**STATED EXERCISE**:
Transcribe the records below, from the line containing "If you could identify the dog's mouth" through the end of the records, leaving the pictures out of your answer.
──────── RECORD EXCERPTS ────────
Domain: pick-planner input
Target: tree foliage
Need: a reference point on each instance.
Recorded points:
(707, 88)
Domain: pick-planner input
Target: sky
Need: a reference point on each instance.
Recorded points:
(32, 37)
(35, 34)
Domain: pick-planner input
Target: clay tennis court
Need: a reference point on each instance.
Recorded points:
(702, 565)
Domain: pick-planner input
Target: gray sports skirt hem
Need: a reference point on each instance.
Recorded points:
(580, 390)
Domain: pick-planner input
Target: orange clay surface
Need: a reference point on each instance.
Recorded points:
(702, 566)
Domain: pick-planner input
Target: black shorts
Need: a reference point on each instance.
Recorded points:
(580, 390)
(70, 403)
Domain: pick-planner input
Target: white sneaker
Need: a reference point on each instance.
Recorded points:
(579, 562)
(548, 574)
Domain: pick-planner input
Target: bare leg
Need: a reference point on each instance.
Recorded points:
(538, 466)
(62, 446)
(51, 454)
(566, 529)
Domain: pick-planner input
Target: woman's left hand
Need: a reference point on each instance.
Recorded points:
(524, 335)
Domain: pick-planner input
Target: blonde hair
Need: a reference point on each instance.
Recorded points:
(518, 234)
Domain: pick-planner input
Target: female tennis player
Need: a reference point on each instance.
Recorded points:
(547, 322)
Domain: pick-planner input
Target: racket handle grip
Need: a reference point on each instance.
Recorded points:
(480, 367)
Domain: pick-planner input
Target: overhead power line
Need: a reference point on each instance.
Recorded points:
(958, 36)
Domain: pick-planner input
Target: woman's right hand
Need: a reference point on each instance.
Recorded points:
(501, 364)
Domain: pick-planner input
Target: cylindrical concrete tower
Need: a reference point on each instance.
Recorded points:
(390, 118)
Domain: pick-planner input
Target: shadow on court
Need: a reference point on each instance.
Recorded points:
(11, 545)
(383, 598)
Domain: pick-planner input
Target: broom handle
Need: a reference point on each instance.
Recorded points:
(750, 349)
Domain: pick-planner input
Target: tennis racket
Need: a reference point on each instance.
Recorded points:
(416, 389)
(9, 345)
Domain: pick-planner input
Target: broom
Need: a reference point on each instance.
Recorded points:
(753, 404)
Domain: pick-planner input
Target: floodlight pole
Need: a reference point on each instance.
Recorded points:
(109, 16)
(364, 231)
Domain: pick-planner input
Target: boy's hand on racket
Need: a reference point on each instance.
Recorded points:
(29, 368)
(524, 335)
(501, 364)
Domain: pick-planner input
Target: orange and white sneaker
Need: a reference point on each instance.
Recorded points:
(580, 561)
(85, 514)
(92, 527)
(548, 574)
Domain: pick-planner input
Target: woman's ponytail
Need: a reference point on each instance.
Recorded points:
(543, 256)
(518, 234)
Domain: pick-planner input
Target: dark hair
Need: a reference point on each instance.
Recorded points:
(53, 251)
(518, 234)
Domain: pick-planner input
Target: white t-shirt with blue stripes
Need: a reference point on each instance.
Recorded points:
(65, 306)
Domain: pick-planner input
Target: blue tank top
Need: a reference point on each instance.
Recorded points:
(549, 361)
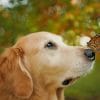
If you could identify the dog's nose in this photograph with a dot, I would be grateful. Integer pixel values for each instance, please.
(89, 54)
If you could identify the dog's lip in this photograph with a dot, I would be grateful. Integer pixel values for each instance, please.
(69, 81)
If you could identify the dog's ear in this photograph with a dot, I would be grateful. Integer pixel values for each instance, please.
(19, 77)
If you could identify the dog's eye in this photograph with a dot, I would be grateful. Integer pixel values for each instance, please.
(50, 45)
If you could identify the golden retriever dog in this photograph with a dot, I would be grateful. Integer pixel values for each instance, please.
(40, 65)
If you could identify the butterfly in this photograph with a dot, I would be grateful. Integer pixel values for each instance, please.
(94, 43)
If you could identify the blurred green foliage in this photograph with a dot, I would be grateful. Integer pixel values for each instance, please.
(69, 18)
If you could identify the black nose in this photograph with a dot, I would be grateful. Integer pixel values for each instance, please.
(89, 54)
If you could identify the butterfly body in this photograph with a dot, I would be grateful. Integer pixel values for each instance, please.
(94, 43)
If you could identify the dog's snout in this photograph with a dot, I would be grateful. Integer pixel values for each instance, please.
(89, 54)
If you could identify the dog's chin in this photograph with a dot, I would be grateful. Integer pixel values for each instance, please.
(69, 81)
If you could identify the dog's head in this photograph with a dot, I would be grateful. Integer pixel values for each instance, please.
(46, 58)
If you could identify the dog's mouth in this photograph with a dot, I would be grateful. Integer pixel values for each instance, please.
(69, 81)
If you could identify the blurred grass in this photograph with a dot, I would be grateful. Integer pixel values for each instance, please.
(86, 88)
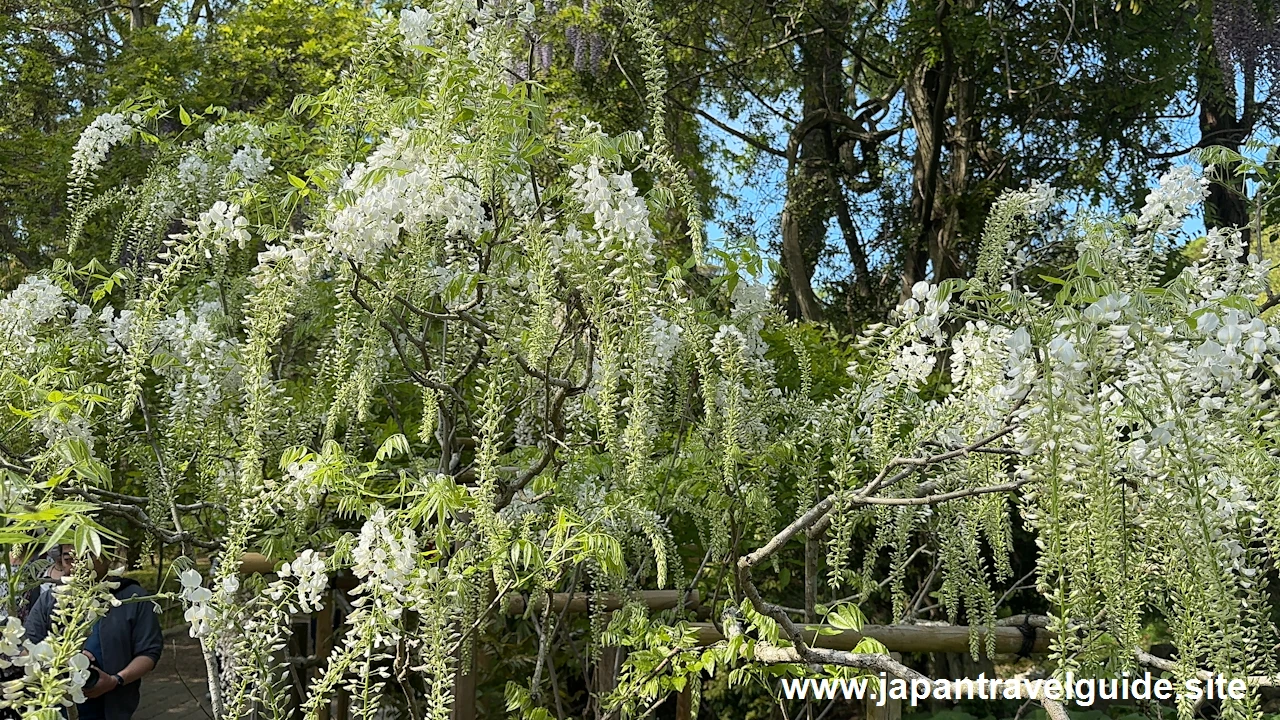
────────
**SOLVED PROBLEM**:
If you could identify the dog's mouth in this photograph with a dot, I would be grateful. Integer pixel values for each instance, please.
(69, 81)
If you could identify the blurred grass in this photograph with a dot, I would be grateful. Integer pixel values for each instance, please.
(86, 88)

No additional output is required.